▶ _TÂCHE COURTE 1_
Dans l'extrait consacré à l'exposition Initiés du Congo, quel musée a prêté de nombreux objets ?

▶ _EXTRAIT DU DOCUMENT_
· · ·
Ce qui donne à cette exposition son caractère exceptionnel, c’est la présence de nombreux objets prêtés par le Musée royal de l’Afrique centrale de Tervuren (Belgique). Fermé pour une longue période de rénovation, le musée belge a accepté de confier certains de ses trésors au musée Dapper, ce qui nous vaut aujourd’hui de découvrir des splendeurs peu connues du grand public. À celles-ci, s’ajoutent des pièces majeures du musée Dapper ainsi que d’autres, issues de collections publiques et privées européennes. Par son approche, claire et didactique, et par la diversité des pièces présentées, l’exposition Initiés du Congo permet d’approcher et de mieux comprendre ce qu’étaient les rituels d’initiation.
· · ·
▶ _LIGNES DE DONNÉES_
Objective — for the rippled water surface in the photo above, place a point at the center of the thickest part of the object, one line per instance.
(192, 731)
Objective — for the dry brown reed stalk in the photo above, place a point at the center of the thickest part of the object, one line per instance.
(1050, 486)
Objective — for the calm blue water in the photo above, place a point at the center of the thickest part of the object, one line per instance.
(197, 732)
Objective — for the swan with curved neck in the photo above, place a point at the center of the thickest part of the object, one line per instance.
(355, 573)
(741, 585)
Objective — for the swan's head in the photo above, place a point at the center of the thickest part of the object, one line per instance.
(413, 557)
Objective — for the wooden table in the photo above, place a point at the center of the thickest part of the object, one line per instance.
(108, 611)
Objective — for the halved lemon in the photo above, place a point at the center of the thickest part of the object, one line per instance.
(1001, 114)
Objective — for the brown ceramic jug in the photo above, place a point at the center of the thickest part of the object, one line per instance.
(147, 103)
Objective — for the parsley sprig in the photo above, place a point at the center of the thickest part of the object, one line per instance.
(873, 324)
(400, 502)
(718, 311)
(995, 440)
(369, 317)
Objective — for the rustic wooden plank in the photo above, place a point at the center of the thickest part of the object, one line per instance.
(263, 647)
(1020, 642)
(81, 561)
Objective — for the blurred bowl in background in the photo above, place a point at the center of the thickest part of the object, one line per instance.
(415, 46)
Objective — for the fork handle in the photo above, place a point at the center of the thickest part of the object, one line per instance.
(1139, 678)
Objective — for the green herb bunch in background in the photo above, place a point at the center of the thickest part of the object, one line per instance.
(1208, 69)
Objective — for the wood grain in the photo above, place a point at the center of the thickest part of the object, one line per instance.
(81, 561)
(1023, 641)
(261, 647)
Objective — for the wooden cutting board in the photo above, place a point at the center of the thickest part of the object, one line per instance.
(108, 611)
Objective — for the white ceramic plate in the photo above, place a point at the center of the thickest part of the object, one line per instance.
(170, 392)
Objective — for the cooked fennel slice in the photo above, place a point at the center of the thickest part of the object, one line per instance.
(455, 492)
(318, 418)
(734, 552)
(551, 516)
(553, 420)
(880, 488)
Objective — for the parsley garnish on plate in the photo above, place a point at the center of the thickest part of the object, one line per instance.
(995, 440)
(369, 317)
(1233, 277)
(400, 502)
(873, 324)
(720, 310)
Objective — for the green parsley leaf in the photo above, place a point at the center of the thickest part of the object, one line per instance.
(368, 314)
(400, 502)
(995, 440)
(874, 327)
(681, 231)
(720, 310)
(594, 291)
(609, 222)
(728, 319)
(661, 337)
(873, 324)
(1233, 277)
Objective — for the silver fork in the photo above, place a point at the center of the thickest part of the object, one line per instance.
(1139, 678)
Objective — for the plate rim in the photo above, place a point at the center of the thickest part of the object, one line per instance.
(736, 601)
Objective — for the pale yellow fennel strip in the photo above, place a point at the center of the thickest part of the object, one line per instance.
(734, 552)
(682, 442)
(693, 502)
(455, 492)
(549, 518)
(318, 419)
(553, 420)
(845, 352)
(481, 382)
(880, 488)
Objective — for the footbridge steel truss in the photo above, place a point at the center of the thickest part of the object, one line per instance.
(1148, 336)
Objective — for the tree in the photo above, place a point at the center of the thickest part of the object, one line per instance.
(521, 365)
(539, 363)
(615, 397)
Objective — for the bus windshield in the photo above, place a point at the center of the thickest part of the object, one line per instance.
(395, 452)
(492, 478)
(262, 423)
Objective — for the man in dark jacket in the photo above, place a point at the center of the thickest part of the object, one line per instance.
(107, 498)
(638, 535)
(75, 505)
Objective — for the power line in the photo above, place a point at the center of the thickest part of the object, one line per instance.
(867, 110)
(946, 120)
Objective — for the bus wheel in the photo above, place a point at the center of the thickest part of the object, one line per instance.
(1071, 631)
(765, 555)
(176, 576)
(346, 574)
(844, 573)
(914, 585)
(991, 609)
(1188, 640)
· · ·
▶ _TÂCHE COURTE 2_
Présentez sous forme de liste numérotée les lignes des enregistrements, en commençant par la ligne qui contient « Objective — for the green parsley » et en terminant par celle qui contient « (1148, 336) », ces deux lignes comprises. Ne donnez que ces lignes et omettez les lignes vides.

▶ _RÉPONSE ATTENDUE 1_
Le Musée royal de l'Afrique centrale de Tervuren (Belgique).

▶ _RÉPONSE ATTENDUE 2_
1. Objective — for the green parsley leaf in the photo above, place a point at the center of the thickest part of the object, one line per instance.
2. (368, 314)
3. (400, 502)
4. (995, 440)
5. (874, 327)
6. (681, 231)
7. (720, 310)
8. (594, 291)
9. (609, 222)
10. (728, 319)
11. (661, 337)
12. (873, 324)
13. (1233, 277)
14. Objective — for the silver fork in the photo above, place a point at the center of the thickest part of the object, one line per instance.
15. (1139, 678)
16. Objective — for the plate rim in the photo above, place a point at the center of the thickest part of the object, one line per instance.
17. (736, 601)
18. Objective — for the pale yellow fennel strip in the photo above, place a point at the center of the thickest part of the object, one line per instance.
19. (734, 552)
20. (682, 442)
21. (693, 502)
22. (455, 492)
23. (549, 518)
24. (318, 419)
25. (553, 420)
26. (845, 352)
27. (481, 382)
28. (880, 488)
29. Objective — for the footbridge steel truss in the photo above, place a point at the center of the thickest part of the object, one line per instance.
30. (1148, 336)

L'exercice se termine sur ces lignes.